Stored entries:
▽
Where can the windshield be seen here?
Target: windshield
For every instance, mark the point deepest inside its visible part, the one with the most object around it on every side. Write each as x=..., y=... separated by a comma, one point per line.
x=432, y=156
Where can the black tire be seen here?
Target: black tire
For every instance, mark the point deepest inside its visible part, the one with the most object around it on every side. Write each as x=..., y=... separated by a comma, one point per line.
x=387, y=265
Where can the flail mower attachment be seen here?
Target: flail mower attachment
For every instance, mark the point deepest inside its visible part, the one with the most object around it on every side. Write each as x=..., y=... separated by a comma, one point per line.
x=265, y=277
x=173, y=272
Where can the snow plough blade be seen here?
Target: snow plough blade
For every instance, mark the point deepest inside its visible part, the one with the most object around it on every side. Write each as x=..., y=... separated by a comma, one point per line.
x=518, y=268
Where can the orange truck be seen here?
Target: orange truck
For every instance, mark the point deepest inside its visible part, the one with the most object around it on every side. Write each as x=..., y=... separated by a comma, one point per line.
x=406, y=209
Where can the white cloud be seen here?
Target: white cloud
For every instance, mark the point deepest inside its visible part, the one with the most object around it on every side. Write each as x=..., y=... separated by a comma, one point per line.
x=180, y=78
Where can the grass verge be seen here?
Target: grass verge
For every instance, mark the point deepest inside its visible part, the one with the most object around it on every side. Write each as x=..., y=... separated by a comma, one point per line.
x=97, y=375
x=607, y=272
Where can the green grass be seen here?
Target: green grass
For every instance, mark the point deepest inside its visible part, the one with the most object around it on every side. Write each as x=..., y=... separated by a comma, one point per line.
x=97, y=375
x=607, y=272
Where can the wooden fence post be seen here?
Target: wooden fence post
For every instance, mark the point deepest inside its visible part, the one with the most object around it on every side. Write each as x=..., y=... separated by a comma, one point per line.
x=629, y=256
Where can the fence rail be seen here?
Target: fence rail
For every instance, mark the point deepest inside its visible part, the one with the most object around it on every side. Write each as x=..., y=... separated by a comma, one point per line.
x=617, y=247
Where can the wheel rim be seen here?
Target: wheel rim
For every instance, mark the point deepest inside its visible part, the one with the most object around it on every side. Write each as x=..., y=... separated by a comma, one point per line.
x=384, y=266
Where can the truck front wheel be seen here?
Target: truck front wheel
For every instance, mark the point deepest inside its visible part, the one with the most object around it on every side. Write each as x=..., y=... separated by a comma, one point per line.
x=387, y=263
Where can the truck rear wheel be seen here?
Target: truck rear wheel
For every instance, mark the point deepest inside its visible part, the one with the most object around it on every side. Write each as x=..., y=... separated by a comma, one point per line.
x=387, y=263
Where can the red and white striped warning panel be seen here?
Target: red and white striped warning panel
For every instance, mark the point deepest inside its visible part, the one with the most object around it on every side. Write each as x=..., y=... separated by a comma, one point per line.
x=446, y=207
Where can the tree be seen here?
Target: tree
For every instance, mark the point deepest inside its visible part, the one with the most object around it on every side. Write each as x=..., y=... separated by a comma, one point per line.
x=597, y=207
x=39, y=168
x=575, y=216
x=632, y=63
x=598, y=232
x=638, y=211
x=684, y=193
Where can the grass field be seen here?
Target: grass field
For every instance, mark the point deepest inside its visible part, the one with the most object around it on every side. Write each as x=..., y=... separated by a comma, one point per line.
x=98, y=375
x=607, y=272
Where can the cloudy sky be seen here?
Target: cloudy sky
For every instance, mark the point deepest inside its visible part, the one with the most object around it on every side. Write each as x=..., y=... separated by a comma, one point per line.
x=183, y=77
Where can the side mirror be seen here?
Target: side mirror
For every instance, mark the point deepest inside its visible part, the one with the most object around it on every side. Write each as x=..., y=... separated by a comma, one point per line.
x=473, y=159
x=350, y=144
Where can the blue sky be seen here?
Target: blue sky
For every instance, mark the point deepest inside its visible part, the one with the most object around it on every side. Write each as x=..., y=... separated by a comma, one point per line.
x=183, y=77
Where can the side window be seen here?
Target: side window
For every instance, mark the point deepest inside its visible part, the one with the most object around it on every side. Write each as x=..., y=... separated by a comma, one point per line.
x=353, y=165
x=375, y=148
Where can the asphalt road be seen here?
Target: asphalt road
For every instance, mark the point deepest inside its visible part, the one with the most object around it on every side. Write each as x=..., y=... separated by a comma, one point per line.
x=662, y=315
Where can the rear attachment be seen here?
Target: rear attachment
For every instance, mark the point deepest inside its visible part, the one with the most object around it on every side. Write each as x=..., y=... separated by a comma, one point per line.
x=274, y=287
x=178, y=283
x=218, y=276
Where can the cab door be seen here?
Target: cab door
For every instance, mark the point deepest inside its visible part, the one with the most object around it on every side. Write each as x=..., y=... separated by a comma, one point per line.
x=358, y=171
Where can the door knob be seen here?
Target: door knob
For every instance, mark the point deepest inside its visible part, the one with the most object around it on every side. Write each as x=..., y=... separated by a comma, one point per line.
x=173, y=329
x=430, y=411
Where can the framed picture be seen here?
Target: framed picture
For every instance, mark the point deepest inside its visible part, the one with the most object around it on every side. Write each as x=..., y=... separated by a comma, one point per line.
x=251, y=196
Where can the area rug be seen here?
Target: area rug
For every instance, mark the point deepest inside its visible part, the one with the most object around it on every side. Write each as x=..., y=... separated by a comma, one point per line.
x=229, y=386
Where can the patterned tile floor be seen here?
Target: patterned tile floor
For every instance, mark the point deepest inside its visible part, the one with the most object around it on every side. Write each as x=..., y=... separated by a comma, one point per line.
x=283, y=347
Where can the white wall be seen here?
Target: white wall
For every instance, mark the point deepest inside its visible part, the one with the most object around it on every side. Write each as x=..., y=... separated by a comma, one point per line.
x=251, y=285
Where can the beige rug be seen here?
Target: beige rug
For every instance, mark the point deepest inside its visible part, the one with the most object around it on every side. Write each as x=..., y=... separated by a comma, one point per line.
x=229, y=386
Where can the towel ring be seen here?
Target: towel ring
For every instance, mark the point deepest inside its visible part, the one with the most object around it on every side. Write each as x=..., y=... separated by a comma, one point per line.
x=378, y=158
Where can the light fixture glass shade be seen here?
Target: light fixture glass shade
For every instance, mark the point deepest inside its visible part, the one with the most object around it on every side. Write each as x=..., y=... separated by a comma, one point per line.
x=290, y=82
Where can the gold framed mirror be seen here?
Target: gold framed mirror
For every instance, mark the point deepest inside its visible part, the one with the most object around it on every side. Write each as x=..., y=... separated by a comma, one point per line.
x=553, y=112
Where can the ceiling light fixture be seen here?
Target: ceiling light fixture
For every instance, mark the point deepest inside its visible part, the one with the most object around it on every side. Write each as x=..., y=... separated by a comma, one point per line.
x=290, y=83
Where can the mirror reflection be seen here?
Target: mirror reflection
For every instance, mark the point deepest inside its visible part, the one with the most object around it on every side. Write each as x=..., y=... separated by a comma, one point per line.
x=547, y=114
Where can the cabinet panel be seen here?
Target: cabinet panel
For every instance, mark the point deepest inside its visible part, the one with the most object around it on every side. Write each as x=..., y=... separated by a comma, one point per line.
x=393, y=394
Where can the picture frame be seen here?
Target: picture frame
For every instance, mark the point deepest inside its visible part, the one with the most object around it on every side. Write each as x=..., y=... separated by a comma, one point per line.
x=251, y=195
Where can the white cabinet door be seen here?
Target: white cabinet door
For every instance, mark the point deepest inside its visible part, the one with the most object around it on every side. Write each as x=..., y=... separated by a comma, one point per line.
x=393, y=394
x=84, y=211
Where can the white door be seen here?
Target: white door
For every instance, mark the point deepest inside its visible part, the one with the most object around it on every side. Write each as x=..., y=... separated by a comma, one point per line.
△
Required action |
Wherever a line in the data above holds the word "attachment", copy that line.

Answer box |
Where can the flail mower attachment be seen here?
Target: flail mower attachment
Where can the rear attachment be seen here?
Target: rear attachment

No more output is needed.